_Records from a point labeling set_

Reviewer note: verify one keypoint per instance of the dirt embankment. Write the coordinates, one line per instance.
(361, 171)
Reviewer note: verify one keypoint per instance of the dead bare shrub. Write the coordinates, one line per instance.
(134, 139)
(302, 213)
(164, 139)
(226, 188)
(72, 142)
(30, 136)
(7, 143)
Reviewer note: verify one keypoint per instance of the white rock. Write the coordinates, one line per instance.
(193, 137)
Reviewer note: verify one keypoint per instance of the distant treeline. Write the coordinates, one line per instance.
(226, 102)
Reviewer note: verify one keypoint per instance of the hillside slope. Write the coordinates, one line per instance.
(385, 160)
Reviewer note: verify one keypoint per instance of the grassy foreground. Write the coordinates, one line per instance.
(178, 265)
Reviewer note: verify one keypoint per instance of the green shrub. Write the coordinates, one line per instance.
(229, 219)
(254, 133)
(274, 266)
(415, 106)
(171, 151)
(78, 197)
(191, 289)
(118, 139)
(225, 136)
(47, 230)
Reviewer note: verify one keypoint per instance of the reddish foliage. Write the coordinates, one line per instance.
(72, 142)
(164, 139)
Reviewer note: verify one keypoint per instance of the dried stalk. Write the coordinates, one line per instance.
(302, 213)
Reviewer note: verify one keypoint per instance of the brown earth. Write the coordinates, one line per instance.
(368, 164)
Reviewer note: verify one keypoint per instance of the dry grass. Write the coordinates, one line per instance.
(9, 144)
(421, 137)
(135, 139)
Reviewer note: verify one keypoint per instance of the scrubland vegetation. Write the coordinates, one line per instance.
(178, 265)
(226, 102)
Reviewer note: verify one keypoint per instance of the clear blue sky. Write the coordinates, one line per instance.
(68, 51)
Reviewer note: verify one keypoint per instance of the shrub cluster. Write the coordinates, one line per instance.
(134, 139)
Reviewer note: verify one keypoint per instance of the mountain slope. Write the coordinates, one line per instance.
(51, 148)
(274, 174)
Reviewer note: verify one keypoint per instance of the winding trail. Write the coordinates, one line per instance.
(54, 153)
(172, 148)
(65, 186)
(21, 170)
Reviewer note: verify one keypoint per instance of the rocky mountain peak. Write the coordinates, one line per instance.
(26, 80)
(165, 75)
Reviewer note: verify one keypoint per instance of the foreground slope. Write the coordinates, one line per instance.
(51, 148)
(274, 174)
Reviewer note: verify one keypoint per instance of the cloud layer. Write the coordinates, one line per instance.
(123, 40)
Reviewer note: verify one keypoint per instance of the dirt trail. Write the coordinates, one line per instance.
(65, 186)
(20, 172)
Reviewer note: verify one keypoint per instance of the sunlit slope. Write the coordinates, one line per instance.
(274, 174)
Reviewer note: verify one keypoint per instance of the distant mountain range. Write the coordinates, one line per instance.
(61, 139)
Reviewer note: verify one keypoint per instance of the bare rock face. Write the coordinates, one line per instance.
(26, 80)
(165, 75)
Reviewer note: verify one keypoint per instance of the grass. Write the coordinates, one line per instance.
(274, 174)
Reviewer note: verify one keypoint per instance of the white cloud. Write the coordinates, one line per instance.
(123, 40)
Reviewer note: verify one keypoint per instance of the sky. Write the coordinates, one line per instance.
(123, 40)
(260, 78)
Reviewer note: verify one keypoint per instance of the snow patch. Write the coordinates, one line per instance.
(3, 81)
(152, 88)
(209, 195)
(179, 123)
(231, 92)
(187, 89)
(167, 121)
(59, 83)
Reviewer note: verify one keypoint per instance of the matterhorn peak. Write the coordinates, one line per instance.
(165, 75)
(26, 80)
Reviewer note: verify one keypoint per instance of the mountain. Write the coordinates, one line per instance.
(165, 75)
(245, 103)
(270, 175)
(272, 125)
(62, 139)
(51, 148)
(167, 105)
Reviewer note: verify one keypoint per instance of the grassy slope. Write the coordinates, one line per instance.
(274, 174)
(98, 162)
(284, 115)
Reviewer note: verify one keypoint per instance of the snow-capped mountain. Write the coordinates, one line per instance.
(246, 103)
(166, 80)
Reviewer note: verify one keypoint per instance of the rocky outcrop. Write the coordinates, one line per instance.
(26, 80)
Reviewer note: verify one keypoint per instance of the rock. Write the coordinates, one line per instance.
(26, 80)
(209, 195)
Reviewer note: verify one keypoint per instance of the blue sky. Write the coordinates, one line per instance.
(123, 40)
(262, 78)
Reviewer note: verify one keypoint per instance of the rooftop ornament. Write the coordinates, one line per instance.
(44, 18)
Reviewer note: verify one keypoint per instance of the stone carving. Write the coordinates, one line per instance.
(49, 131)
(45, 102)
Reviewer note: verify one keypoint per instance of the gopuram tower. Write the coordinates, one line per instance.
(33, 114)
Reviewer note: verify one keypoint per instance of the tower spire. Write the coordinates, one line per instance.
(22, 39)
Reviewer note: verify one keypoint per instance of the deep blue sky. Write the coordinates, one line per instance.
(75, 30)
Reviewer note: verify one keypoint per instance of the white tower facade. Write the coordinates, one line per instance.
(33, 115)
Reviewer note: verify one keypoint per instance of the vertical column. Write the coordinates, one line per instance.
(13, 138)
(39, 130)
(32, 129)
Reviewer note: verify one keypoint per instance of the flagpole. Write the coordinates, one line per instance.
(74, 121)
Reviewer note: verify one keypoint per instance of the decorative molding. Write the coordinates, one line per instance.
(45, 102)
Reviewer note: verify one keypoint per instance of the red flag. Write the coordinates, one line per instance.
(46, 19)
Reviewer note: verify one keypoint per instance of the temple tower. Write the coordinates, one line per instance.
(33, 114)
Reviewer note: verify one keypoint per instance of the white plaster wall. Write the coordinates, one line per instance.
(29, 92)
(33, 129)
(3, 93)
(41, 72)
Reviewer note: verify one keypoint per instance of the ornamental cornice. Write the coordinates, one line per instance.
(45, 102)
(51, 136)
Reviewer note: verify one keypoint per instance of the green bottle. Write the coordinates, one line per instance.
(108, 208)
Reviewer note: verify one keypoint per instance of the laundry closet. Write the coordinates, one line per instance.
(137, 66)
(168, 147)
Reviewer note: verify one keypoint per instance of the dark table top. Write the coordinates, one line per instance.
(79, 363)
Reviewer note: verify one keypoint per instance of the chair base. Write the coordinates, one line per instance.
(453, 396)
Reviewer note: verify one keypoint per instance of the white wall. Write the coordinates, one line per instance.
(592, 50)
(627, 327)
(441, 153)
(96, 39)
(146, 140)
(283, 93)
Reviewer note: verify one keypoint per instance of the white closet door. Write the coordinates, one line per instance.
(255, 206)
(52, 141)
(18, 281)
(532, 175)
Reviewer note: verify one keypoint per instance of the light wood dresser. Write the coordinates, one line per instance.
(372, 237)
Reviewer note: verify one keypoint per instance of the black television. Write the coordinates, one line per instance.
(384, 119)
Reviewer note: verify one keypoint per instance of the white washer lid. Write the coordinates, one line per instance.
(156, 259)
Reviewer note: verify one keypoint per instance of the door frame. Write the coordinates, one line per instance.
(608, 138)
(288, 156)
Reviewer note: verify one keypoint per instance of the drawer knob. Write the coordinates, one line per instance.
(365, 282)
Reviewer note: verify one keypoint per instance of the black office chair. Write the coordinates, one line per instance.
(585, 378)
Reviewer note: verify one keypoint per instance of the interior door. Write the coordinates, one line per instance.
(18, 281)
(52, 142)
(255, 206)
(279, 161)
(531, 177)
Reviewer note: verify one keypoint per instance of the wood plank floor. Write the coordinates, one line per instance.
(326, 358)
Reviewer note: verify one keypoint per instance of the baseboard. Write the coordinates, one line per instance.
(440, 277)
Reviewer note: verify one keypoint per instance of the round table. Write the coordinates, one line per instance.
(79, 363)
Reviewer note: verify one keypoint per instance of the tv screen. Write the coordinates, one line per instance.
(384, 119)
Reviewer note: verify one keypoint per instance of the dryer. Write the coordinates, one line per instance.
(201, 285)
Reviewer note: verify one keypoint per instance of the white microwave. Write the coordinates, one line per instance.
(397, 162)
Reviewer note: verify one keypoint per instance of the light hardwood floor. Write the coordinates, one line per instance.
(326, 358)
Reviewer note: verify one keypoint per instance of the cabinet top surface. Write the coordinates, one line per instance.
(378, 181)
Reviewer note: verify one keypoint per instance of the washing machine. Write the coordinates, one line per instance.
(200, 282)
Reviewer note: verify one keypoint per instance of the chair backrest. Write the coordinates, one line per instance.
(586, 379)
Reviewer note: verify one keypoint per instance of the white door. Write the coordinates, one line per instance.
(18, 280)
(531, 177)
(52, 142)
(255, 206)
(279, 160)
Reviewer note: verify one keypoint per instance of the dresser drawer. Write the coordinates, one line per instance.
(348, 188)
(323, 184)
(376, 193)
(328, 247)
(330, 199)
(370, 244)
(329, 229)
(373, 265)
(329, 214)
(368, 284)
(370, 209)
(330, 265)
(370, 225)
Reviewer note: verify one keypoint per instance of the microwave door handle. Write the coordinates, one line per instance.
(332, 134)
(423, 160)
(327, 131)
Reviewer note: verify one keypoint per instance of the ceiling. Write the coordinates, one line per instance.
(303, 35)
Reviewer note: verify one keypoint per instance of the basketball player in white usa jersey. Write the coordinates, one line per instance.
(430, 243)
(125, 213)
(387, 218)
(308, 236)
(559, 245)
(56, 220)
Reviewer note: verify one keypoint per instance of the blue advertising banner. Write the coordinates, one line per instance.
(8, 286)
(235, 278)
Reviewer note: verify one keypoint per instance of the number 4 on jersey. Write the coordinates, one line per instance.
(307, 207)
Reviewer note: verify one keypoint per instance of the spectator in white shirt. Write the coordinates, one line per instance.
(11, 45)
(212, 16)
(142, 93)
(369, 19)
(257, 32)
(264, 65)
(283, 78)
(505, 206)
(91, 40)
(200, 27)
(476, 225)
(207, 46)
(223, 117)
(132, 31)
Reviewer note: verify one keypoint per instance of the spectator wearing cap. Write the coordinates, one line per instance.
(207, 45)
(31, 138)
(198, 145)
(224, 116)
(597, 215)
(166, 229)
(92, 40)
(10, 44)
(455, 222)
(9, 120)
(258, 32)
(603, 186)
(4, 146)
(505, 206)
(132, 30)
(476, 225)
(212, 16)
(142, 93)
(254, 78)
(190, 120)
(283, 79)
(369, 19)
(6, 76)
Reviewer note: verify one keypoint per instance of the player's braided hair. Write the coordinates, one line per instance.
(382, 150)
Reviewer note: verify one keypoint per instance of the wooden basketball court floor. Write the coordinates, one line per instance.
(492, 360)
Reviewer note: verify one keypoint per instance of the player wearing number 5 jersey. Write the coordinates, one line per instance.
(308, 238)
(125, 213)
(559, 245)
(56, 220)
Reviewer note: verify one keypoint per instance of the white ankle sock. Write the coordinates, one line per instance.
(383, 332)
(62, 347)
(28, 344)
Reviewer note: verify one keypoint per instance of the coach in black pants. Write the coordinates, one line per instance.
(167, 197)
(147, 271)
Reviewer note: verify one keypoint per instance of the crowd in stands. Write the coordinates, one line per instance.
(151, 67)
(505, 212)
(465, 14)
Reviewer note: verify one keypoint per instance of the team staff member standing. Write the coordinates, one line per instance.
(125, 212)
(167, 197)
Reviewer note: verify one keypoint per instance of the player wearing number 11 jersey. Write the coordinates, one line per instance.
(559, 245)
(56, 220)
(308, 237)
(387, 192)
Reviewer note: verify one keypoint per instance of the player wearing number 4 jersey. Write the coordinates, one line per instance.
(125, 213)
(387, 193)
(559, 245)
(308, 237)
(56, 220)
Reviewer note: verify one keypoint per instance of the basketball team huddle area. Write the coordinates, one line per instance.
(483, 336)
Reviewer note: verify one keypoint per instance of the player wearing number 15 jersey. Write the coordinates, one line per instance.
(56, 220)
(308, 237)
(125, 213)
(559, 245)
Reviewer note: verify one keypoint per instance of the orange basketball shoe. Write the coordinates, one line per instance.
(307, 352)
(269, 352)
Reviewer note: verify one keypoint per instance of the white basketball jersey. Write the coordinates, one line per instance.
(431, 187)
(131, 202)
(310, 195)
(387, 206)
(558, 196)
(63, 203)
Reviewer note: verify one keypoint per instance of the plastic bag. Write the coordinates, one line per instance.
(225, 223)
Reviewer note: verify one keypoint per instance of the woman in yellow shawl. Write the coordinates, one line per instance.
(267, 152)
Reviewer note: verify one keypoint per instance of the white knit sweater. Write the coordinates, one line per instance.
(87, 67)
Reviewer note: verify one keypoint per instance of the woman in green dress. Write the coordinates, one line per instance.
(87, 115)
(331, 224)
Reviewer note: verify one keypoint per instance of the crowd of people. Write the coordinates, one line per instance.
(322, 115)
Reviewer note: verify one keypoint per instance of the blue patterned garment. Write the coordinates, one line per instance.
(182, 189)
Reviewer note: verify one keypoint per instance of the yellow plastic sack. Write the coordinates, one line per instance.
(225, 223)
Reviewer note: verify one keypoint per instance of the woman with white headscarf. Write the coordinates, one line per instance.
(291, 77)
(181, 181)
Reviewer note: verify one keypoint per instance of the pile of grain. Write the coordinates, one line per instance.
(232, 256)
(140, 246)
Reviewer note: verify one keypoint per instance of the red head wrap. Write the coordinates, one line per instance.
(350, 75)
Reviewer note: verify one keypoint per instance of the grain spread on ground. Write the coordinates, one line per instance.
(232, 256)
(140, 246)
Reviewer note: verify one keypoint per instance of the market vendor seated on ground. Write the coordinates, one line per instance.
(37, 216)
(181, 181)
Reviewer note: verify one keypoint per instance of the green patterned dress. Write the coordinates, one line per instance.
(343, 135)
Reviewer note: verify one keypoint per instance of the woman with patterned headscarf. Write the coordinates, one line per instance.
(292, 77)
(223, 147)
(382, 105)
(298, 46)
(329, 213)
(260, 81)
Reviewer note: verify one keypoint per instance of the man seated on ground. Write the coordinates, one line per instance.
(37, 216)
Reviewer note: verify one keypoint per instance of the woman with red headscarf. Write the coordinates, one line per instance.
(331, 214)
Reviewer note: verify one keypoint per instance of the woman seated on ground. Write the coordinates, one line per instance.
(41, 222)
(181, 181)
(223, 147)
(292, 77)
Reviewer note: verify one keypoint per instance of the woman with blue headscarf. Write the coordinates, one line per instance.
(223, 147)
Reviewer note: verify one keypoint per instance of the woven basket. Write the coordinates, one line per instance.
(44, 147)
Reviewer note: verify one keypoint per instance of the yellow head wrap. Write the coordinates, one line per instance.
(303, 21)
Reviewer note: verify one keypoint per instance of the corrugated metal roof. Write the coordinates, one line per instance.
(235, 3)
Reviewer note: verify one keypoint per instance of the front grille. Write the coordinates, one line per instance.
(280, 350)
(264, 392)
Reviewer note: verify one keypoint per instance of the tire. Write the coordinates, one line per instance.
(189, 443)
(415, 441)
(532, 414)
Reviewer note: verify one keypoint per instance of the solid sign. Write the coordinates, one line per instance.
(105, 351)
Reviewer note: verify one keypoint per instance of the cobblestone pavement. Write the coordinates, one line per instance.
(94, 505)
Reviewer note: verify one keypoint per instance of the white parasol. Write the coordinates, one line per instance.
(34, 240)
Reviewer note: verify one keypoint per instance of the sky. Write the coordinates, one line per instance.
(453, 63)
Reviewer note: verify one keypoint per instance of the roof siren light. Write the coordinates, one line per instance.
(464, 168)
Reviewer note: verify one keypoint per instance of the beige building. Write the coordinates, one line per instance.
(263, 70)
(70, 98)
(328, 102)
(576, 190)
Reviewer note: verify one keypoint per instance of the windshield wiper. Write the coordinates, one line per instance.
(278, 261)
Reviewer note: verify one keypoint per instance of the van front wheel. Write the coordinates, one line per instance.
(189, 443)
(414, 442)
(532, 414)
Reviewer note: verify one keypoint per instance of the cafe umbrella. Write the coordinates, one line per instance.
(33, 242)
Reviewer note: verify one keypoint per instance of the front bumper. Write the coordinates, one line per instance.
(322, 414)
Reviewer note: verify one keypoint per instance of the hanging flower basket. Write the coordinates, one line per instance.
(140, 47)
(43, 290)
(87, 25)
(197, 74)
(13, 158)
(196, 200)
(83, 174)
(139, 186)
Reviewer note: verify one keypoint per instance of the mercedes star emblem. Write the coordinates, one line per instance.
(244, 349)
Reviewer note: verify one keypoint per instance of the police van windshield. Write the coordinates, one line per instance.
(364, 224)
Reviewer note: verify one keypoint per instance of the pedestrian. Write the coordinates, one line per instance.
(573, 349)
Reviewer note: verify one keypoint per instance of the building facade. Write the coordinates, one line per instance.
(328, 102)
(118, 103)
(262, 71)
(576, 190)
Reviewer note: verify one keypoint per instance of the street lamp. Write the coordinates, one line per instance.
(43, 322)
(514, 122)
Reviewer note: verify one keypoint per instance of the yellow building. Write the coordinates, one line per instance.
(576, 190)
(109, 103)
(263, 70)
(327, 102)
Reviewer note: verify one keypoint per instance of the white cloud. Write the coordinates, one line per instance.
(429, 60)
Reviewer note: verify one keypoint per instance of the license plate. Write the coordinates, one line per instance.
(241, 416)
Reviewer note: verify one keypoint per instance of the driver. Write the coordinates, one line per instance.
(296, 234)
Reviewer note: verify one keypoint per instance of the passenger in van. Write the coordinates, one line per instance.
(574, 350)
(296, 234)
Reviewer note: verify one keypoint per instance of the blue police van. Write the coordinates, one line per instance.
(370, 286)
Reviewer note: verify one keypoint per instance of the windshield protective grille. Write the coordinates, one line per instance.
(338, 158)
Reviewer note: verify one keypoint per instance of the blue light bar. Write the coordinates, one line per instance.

_WHAT YOU ARE ASKED TO DO_
Return the line that contains "pedestrian. Write the coordinates, one line per instance." along with every line after it through the end of the entries, exactly, adding nothing.

_RESPONSE BELOW_
Reviewer note: verify one keypoint per instance of the pedestrian. Write the coordinates, one line per instance.
(573, 349)
Reviewer note: verify one keypoint per instance of the building facade. Write the coordinates, one line per instance.
(328, 102)
(118, 103)
(262, 71)
(576, 190)
Reviewer note: verify one keypoint per instance of the street lamp. Write the coordinates, one line per instance.
(43, 322)
(514, 122)
Reviewer note: verify one keypoint per instance of the yellow building. Write the coordinates, one line per instance.
(576, 190)
(109, 103)
(263, 70)
(327, 102)
Reviewer note: verify one keypoint per instance of the white cloud. Write the coordinates, one line per instance.
(429, 60)
Reviewer note: verify one keypoint per instance of the license plate. Write the coordinates, one line per instance.
(241, 416)
Reviewer note: verify one keypoint per instance of the driver. Write the coordinates, one line per instance.
(296, 234)
Reviewer note: verify one keypoint per instance of the passenger in van. Write the coordinates, one line per instance.
(574, 350)
(296, 234)
Reviewer note: verify one keypoint per instance of the blue police van. Write the coordinates, one line per instance.
(370, 286)
Reviewer note: verify one keypoint per instance of the windshield protective grille. Write the coordinates, one line per instance.
(338, 158)
Reviewer note: verify one keypoint per instance of the blue light bar. Write the coordinates, one line per instance.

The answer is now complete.